#### EXERCISE TASK 1
Pick out every line in the rows below that contains the string "query", matching case exactly.

#### SOURCE PASSAGE
You may only be interested in this part of it, but for mathematical analysis, if you make it periodic, that’ll apply to the whole thing. All right. This is sometimes called the periodization of a signal. And it can be used – and it is used – to study signals which are non-periodic to – excuse me – to use methods of Fourier series, and pumpkins is another sort of Fourier analysis to study signals which are not periodic. So there’s actually a homework problem on different sorts of periodization, and it’s a technique that comes up in various applications. All right. So see the first problem set, homework one.
Now, the point is that periodicity and the techniques for studying periodic phenomena are really pretty general. All right. Even if you don’t have a periodic phenomenon, you can make it periodic, and perhaps you could apply the techniques to study the periodized version of it, and then restrict – study the special cases of actually where you’re interested in the function. All right. So it’s pretty – that’s the point of this remark, is that the phenomena – that you’re not restricting yourself so much by insisting that you’re gonna use sines and cosines, or you’re gonna study periodic phenomena.
So the study that we’re gonna make here can be pretty general – it can apply really quite generally. Okay. Now, let’s do it. Or let’s get launched into the program. So, first of all, let’s fix a period in the discussion. All right. So we just – just to specialize and fix ideas, let’s take – let’s consider periodic phenomena of a given fixed period and see what we can say about those; see how we can model those mathematically.
So for the discussion, let’s fix the period for the discussion. All right. And there’s a choice here. A natural choice would be too high because the sine and the cosine are naturally periodic of period two pi, but I think for many formulas and for – and for a variety of reasons, it is more convenient to fix the period to be one. All right. So we’re gonna look – we’re gonna consider function signals, which are periodic of period one. So we’ll use period one. That is, we consider signals – I’ll write things as a function of time, but again, it’s not only periodicity and time that I’m considering. All that I’m gonna say can apply to any sort of periodic phenomena, so we’ll consider functions f of t satisfying – f of t plus one is equal to f of t for all t.
All right. And as the building blocks as the basic model functions, we scale the sine and the cosine, that is, we don’t just look at sine of t and cosine of t, we look at sine of two pi t and cosine of two pi t.

#### EXTRACTED ENTRIES
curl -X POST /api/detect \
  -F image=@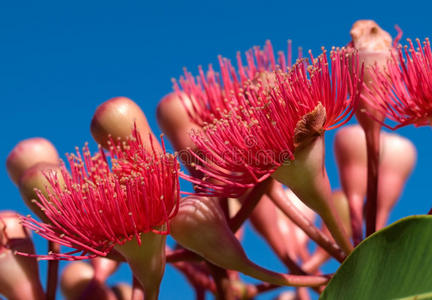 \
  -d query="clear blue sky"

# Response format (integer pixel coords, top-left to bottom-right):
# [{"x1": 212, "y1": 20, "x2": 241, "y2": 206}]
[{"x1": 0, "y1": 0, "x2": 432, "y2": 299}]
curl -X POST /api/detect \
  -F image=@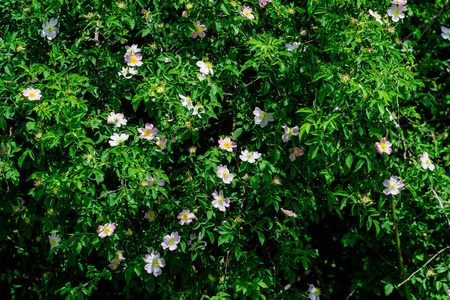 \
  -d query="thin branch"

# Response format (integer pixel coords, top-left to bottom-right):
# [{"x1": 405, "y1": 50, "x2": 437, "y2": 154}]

* * *

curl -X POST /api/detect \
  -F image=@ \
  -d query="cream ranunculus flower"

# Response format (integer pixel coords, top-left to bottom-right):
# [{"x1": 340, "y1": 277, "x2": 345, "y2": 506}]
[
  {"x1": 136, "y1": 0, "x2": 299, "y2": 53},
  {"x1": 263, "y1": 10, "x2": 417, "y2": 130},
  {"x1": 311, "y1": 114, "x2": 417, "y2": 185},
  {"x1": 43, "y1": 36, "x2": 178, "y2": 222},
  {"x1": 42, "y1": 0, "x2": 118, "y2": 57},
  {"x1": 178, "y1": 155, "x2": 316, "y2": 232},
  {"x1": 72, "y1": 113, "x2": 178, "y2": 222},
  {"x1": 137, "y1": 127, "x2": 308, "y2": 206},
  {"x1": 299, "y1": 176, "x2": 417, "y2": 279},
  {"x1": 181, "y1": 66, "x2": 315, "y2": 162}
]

#### EXERCISE TASK 2
Carry on the lecture excerpt about periodic signals and Fourier series above, starting right after its final sentence.

#### EXPECTED ANSWER 1
  -d query="clear blue sky"
  -d query="thin branch"
  -d query="cream ranunculus flower"

#### EXPECTED ANSWER 2
So the model signals are sine of two pi t, that has period one, and cosine of two pi t, that has period one. All right. Simple enough.
Now, one very important thing I wanna comment before – before we launch into particulars, is that periodicity is a strong assumption, and the analysis of periodicity has a lot of consequences. If you know – if you have a periodic function – if you know it on an interval of length one, and any interval of length one, you know it everywhere because the pattern repeats. If you just know a piece of the function, you know it everywhere.
So if we know – if we know, and I say, if we know – if we analyze, if we – whatever formulas we derive, and so on, this is an important maxim. So I’ll put it in quotes, “know.” To be a sort of generic, infinite, perfect, God-like knowledge. So if we know a periodic function, say period one, on an interval, and not just a particular interval, but any interval of length one, then we know it everywhere.
All right. These are all simple remarks. Okay. These are remarks that you all have seen before in various contexts, but again, I wanna lay them out because I want you to have them in your head. And I want you to be able to pull out the appropriate remark at appropriate time. And you’d be amazed how far simple remarks can lead in the analysis of really quite complicated phenomena.
Now, how are we gonna – how are we gonna take such simple functions of sine and cosine individually, and model very complicated periodic phenomena? That is the sine and the cosine as endlessly fascinating as they may be, are just the sine and the cosine.
But the fact is, they can be modified and combined to yield quite general results. We can modify and combine sine of two pi t, cosine of two pi t, to model very general periodic phenomena of period one. Okay. To model general periodic signals of, again, period one.
All right. Now, here is the first big idea, or here’s a way of phrasing the first big idea. When I talk about modifying and combining – well, let’s first talk about modifying. And the maxim or the aphorism that goes on – goes with what I have in mind is, one period, many frequencies.
As far as a big idea – one period, many frequencies. I think you can actually find this in The Dead Sea Scrolls.
Okay. What do I mean, one period, many frequencies? Well, let me just take a simple example. I mean, for example, e.g., you have sine of two pi t, and we know what the graph of that looks like. I’ll put the graphs over here. It repeats once and it has – it’s a period one; it also has a frequency one that is – completes one cycle in one second. So if I think of this as the time axis, say, although, again, I’m thinking in terms of time, it’s a very general mathematical statement. It repeats exactly once on the interval from zero to one.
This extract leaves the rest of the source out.